Dataset records
★ ★ ★

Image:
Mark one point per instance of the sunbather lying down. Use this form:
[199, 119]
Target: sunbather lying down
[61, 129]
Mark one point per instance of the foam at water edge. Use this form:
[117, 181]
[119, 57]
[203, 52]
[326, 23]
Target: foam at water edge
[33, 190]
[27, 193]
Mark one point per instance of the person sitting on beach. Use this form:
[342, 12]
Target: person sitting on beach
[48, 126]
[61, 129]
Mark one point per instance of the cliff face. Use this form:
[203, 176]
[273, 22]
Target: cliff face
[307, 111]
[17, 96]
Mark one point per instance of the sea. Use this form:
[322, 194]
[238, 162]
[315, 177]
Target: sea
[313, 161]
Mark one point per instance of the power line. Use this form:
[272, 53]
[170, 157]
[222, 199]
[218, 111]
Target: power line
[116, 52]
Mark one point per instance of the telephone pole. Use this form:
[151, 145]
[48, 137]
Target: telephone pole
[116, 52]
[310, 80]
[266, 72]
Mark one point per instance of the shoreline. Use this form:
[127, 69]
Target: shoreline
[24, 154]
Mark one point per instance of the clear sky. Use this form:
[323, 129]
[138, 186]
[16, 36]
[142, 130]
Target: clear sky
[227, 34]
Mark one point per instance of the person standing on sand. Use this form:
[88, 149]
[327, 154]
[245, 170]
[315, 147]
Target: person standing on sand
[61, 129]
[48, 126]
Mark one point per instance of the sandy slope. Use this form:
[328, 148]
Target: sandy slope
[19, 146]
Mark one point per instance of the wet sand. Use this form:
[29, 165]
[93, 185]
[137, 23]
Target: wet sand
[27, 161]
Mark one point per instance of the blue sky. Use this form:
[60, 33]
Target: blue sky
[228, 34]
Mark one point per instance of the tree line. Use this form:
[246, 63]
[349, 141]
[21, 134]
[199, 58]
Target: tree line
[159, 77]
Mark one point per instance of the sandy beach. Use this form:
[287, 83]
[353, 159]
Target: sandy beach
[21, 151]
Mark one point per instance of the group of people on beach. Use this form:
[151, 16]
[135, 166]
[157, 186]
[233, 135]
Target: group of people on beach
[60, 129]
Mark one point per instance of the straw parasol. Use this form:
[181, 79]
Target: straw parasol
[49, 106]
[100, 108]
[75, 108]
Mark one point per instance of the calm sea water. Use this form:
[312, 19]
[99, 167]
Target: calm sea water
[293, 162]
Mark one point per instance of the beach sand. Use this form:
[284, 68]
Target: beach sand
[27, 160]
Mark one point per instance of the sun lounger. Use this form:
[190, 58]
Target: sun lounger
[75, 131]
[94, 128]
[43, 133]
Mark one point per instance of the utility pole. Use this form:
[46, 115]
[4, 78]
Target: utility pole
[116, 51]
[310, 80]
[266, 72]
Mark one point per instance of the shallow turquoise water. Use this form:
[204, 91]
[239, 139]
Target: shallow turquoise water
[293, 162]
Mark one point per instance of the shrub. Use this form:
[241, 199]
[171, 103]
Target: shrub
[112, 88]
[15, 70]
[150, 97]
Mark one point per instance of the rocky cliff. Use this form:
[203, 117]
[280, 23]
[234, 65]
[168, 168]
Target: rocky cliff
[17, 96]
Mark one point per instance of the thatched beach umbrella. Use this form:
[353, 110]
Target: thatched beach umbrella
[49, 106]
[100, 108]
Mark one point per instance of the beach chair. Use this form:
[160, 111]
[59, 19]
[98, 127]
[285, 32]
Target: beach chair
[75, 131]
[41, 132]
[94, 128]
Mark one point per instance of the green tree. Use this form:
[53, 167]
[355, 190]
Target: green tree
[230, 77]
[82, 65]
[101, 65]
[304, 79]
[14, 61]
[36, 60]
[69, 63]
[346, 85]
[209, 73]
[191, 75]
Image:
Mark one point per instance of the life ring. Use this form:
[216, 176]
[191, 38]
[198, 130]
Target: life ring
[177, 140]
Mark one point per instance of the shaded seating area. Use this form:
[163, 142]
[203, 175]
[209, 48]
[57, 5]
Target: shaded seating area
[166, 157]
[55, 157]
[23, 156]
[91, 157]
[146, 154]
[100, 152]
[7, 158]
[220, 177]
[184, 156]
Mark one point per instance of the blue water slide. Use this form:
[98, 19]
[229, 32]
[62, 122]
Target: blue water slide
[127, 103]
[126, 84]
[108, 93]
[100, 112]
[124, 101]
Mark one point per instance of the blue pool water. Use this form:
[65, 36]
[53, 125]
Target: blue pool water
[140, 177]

★ ★ ★

TASK BRIEF: Copy out the full set of entries without altering anything.

EXERCISE SOLUTION:
Image:
Mark one point per instance of the sunbather lying down. Use this form:
[199, 119]
Target: sunbather lying down
[61, 129]
Mark one point per instance of the foam at water edge. Use this form:
[117, 181]
[119, 57]
[203, 52]
[326, 23]
Target: foam at water edge
[33, 190]
[27, 193]
Mark one point per instance of the person sitting on beach. Use this form:
[342, 12]
Target: person sitting on beach
[48, 126]
[61, 129]
Mark one point per instance of the cliff face. Use this form:
[203, 176]
[273, 22]
Target: cliff face
[307, 111]
[17, 96]
Mark one point per instance of the sea. Use this form:
[322, 194]
[238, 162]
[315, 177]
Target: sea
[313, 161]
Mark one point per instance of the power line. Use this form:
[272, 53]
[170, 157]
[222, 199]
[218, 111]
Target: power line
[116, 52]
Mark one point per instance of the telephone pole. Use this form:
[151, 145]
[48, 137]
Target: telephone pole
[116, 52]
[310, 80]
[266, 72]
Mark one point per instance of the shoreline. Use this form:
[127, 69]
Target: shoreline
[24, 154]
Mark one point per instance of the clear sky. Use this form:
[323, 129]
[138, 186]
[16, 36]
[142, 130]
Target: clear sky
[227, 34]
Mark one point per instance of the person standing on sand. Use this form:
[88, 149]
[327, 154]
[245, 170]
[315, 147]
Target: person standing on sand
[61, 129]
[48, 126]
Mark one point per instance of the sandy slope. Use this form:
[328, 148]
Target: sandy slope
[19, 146]
Mark one point per instance of the wet sand. Use this form:
[29, 165]
[93, 185]
[137, 23]
Target: wet sand
[27, 161]
Mark one point per instance of the blue sky. Use this form:
[60, 33]
Target: blue sky
[228, 34]
Mark one point per instance of the tree line. Use this form:
[246, 63]
[349, 141]
[21, 134]
[199, 58]
Target: tree line
[159, 77]
Mark one point per instance of the sandy beach. Use this form:
[287, 83]
[353, 159]
Target: sandy beach
[21, 151]
Mark one point per instance of the group of people on beach. Use this form:
[151, 16]
[135, 166]
[157, 186]
[233, 135]
Target: group of people on beach
[60, 129]
Mark one point per instance of the straw parasol. Use this form:
[181, 79]
Target: straw parasol
[49, 106]
[100, 108]
[75, 108]
Mark one point per instance of the calm sea water. Use this form:
[312, 19]
[99, 167]
Target: calm sea water
[293, 162]
Mark one point per instance of the beach sand. Use this form:
[284, 68]
Target: beach sand
[27, 160]
Mark one point per instance of the sun lounger. Use this form:
[190, 58]
Target: sun lounger
[75, 131]
[94, 128]
[43, 133]
Mark one point per instance of the utility pole. Use this form:
[46, 115]
[4, 78]
Target: utility pole
[116, 51]
[310, 80]
[266, 72]
Mark one point per instance of the shallow turquoise water. Use this form:
[204, 91]
[239, 139]
Target: shallow turquoise water
[293, 162]
Mark one point per instance of the shrub. Use this form:
[241, 199]
[171, 103]
Target: shrub
[112, 88]
[15, 70]
[150, 97]
Mark one point per instance of the rocky cliff. Use this form:
[203, 117]
[280, 23]
[234, 65]
[168, 168]
Target: rocky cliff
[17, 96]
Mark one point per instance of the thatched beach umbrella. Use this form:
[353, 110]
Target: thatched beach umbrella
[49, 106]
[100, 108]
Mark one point per instance of the beach chair. Use this form:
[160, 111]
[59, 19]
[98, 127]
[285, 32]
Target: beach chair
[75, 131]
[41, 132]
[94, 128]
Mark one point per instance of the green tree. Use this form:
[53, 167]
[355, 190]
Target: green tree
[230, 77]
[82, 65]
[101, 65]
[304, 79]
[14, 61]
[36, 60]
[69, 63]
[346, 85]
[209, 73]
[191, 75]
Image:
Mark one point per instance of the life ring. Use this form:
[216, 176]
[191, 38]
[198, 130]
Target: life ring
[177, 140]
Mark one point per instance of the shaded seating area. Use this form:
[163, 142]
[203, 175]
[209, 48]
[57, 5]
Target: shaded seating area
[166, 157]
[55, 157]
[23, 156]
[91, 157]
[146, 154]
[100, 152]
[7, 158]
[220, 177]
[184, 156]
Mark one point per instance of the blue water slide. Use this form:
[98, 19]
[229, 32]
[62, 122]
Target: blue water slide
[127, 103]
[126, 84]
[108, 93]
[100, 112]
[124, 101]
Mark one point per instance of the blue pool water. Use this form:
[65, 36]
[53, 125]
Target: blue pool water
[140, 177]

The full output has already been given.